-------- Data yang Ditampilkan --------

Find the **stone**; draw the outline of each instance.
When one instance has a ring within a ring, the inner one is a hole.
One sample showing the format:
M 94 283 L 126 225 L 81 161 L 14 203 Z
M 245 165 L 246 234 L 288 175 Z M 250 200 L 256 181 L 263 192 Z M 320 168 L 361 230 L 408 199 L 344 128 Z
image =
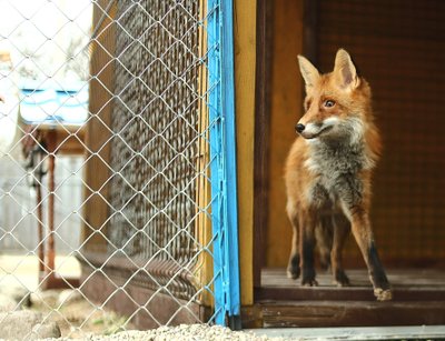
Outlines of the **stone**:
M 0 294 L 10 297 L 21 307 L 31 305 L 31 293 L 27 288 L 17 285 L 1 285 Z
M 17 301 L 7 294 L 0 293 L 0 312 L 13 311 L 19 308 Z
M 31 293 L 31 303 L 34 305 L 46 305 L 56 308 L 59 299 L 60 290 L 43 290 Z
M 40 312 L 20 310 L 0 313 L 0 339 L 36 340 L 60 338 L 60 329 L 56 322 L 43 322 Z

--------

Tulis ulang semua baris di atas kata demi kata, tetapi jangan sertakan gambarnya.

Find the **stone**; draw the outline of each instance.
When one instance has a ring within a ring, the inner one is a hole.
One sample showing the format:
M 94 283 L 126 225 L 81 161 L 14 203 Z
M 245 165 L 246 234 L 288 175 Z M 250 200 L 256 181 L 263 192 Z M 320 168 L 361 230 L 408 199 L 344 128 Z
image =
Outlines of the **stone**:
M 0 294 L 10 297 L 21 307 L 31 305 L 31 293 L 27 288 L 17 285 L 1 285 Z
M 17 301 L 7 294 L 0 293 L 0 312 L 13 311 L 19 308 Z
M 31 293 L 31 303 L 34 305 L 46 305 L 56 308 L 59 299 L 60 290 L 43 290 Z
M 40 312 L 20 310 L 0 313 L 0 339 L 36 340 L 60 338 L 60 329 L 56 322 L 43 322 Z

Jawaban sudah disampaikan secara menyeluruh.